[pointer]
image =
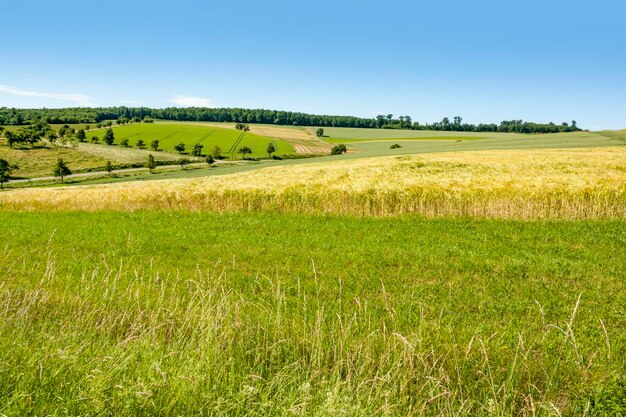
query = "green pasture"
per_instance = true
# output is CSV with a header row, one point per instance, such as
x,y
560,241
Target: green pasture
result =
x,y
171,134
456,143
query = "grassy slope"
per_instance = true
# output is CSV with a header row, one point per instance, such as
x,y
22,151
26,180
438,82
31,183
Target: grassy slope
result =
x,y
171,134
40,161
176,313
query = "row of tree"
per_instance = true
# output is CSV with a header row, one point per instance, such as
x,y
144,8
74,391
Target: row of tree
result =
x,y
100,115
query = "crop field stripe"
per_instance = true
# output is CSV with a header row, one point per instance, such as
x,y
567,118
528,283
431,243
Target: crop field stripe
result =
x,y
203,138
237,142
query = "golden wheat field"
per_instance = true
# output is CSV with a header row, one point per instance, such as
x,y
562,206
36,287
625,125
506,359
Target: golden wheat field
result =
x,y
522,184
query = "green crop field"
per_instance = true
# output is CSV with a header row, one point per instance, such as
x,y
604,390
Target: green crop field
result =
x,y
429,142
171,134
174,313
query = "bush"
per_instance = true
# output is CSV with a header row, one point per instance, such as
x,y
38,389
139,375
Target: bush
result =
x,y
339,149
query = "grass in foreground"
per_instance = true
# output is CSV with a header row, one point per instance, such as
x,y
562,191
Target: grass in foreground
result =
x,y
559,183
177,313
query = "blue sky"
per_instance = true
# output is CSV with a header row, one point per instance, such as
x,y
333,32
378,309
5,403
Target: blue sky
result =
x,y
486,61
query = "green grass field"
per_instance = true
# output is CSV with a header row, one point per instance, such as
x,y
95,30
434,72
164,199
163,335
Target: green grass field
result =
x,y
171,134
173,313
452,142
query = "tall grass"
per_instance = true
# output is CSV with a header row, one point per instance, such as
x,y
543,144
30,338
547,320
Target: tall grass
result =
x,y
569,184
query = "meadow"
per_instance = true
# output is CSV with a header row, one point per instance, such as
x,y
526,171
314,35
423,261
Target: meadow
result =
x,y
179,313
585,183
171,134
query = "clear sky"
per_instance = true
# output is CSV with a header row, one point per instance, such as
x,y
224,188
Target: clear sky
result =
x,y
486,61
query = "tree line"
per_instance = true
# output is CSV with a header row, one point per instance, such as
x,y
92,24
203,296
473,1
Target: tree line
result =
x,y
12,116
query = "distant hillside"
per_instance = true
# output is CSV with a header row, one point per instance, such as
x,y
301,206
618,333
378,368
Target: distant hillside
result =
x,y
12,116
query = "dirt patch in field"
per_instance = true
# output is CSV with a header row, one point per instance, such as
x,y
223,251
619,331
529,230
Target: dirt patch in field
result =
x,y
303,140
124,155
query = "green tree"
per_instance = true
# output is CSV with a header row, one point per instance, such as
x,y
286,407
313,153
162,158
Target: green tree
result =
x,y
61,169
11,138
180,148
151,164
339,149
183,162
244,150
109,137
6,170
271,148
197,150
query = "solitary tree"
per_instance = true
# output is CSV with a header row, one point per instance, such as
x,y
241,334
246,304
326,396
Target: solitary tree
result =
x,y
109,137
52,137
61,169
271,148
6,170
244,150
197,150
151,164
180,148
80,135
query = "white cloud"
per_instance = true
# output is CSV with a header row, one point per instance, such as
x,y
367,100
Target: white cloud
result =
x,y
192,101
73,97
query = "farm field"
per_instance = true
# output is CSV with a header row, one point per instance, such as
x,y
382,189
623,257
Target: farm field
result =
x,y
553,183
39,161
171,134
442,143
185,313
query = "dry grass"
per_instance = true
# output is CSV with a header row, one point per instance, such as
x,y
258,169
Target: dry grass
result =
x,y
524,184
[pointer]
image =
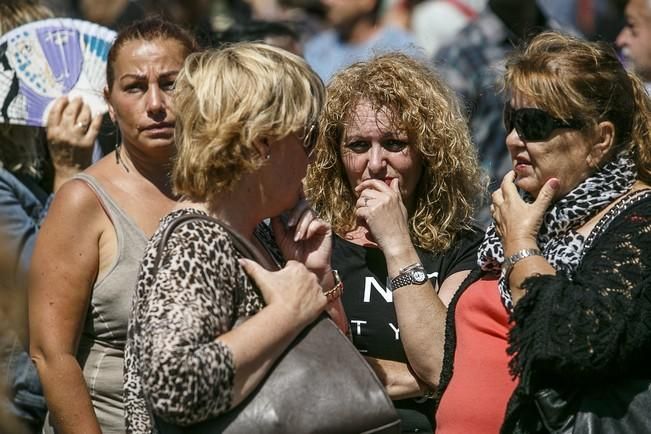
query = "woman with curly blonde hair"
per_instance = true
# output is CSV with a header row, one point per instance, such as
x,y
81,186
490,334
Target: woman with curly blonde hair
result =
x,y
396,175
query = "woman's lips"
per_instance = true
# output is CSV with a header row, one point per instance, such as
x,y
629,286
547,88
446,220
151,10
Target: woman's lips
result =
x,y
521,165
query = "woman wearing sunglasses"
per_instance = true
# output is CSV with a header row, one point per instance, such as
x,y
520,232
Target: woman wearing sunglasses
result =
x,y
242,114
571,244
396,175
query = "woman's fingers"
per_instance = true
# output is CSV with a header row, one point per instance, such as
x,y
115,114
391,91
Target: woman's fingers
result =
x,y
56,112
546,195
93,129
508,187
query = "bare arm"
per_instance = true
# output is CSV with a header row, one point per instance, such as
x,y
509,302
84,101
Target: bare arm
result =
x,y
420,312
518,224
64,267
397,378
71,134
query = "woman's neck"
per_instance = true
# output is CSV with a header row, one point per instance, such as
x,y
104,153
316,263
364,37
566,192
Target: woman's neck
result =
x,y
156,168
360,236
240,207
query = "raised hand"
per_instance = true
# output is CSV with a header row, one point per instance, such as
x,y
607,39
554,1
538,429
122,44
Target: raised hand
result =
x,y
294,288
71,134
518,222
381,209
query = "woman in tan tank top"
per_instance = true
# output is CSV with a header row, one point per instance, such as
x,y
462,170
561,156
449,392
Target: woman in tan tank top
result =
x,y
89,249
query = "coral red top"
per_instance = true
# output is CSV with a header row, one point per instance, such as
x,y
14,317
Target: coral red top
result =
x,y
475,399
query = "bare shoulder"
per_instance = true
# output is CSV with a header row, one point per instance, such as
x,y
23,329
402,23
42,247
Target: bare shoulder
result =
x,y
75,206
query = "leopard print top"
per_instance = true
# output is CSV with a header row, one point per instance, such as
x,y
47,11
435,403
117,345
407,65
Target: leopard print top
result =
x,y
174,366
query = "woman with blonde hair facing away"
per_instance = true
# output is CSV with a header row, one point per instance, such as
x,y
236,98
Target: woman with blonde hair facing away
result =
x,y
243,114
396,175
88,251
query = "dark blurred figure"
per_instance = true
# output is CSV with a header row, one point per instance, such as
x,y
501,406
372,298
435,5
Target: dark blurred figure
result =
x,y
472,64
595,19
635,38
279,34
356,33
113,14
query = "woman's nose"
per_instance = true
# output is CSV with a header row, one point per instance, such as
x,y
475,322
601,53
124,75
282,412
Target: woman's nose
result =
x,y
376,158
513,139
155,103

+ + + + +

* _YOUR TASK_
Within the entries above, how many lines hold the string "hand"? State the number with no other words.

* _WRITTEN ANSWER_
2